> _DOCUMENT PASSAGE_
#####

STATE BUDGET Spending cutbacks affect Ohio residents
The shortfall will result from lower-than-expected collections.
COLUMBUS (AP) -- Fewer home visits for first-time and teenage parents, slower checks for pollution in Ohio's streams and rivers and a longer wait for some permits are among the effects Ohioans will see as most state agencies cut their spending by 6 percent.
Gov. Bob Taft ordered $118.2 million in cuts as the second half of the state's two-year budget began Thursday. Education, job creation programs, college financial aid and a home-care program for senior citizens were spared cuts. Prisons, youth detention centers, mental health and mental retardation services and nursing homes for veterans will have 1-percent cuts.
"I don't think any of us should underestimate how difficult it is to make the cuts that our agencies have made," state Budget Director Tom Johnson said. "In many ways we're trying to make an opportunity of this to be more efficient."
The cuts were $30 million less than projected in March, in part because of increased income tax collections, Taft's office said. Also, the state announced savings of $52 million in the Medicaid program in March because of increased federal help.
The state has done a good job in controlling increases in Medicaid, the joint federal-state insurance program for the poor that's one of the fastest-growing parts of the budget, Johnson said. Medicaid came in at $4 million less than its projected $9.8 billion spending for the year, spokesman Jon Allen said.
What's affected
The state Health Department absorbed most past cuts in administration, but this year's $3.7 million reduction will affect programs, spokesman Kristopher Weiss said.

#####

> _SUPPLIED MATERIAL_
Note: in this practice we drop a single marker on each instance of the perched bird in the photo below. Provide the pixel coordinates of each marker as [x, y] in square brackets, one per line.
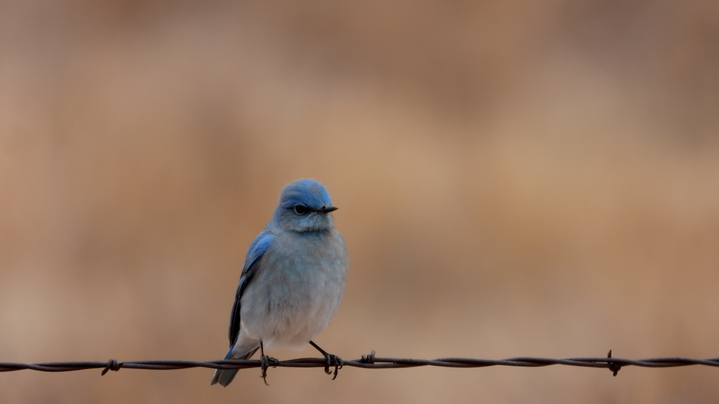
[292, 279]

#####

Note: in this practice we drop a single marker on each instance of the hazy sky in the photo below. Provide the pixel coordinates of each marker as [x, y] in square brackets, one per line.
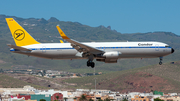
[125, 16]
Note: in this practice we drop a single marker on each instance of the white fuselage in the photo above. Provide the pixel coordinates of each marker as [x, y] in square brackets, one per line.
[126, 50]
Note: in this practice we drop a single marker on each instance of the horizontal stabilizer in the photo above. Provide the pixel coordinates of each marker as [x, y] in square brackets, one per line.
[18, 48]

#####

> _WHAT YOU ARE ASKED TO DO_
Copy out the full article on Ohio's budget cuts word for word. The material has nothing to do with the article on Ohio's budget cuts.

> _ANSWER FOR THE TASK_
STATE BUDGET Spending cutbacks affect Ohio residents
The shortfall will result from lower-than-expected collections.
COLUMBUS (AP) -- Fewer home visits for first-time and teenage parents, slower checks for pollution in Ohio's streams and rivers and a longer wait for some permits are among the effects Ohioans will see as most state agencies cut their spending by 6 percent.
Gov. Bob Taft ordered $118.2 million in cuts as the second half of the state's two-year budget began Thursday. Education, job creation programs, college financial aid and a home-care program for senior citizens were spared cuts. Prisons, youth detention centers, mental health and mental retardation services and nursing homes for veterans will have 1-percent cuts.
"I don't think any of us should underestimate how difficult it is to make the cuts that our agencies have made," state Budget Director Tom Johnson said. "In many ways we're trying to make an opportunity of this to be more efficient."
The cuts were $30 million less than projected in March, in part because of increased income tax collections, Taft's office said. Also, the state announced savings of $52 million in the Medicaid program in March because of increased federal help.
The state has done a good job in controlling increases in Medicaid, the joint federal-state insurance program for the poor that's one of the fastest-growing parts of the budget, Johnson said. Medicaid came in at $4 million less than its projected $9.8 billion spending for the year, spokesman Jon Allen said.
What's affected
The state Health Department absorbed most past cuts in administration, but this year's $3.7 million reduction will affect programs, spokesman Kristopher Weiss said.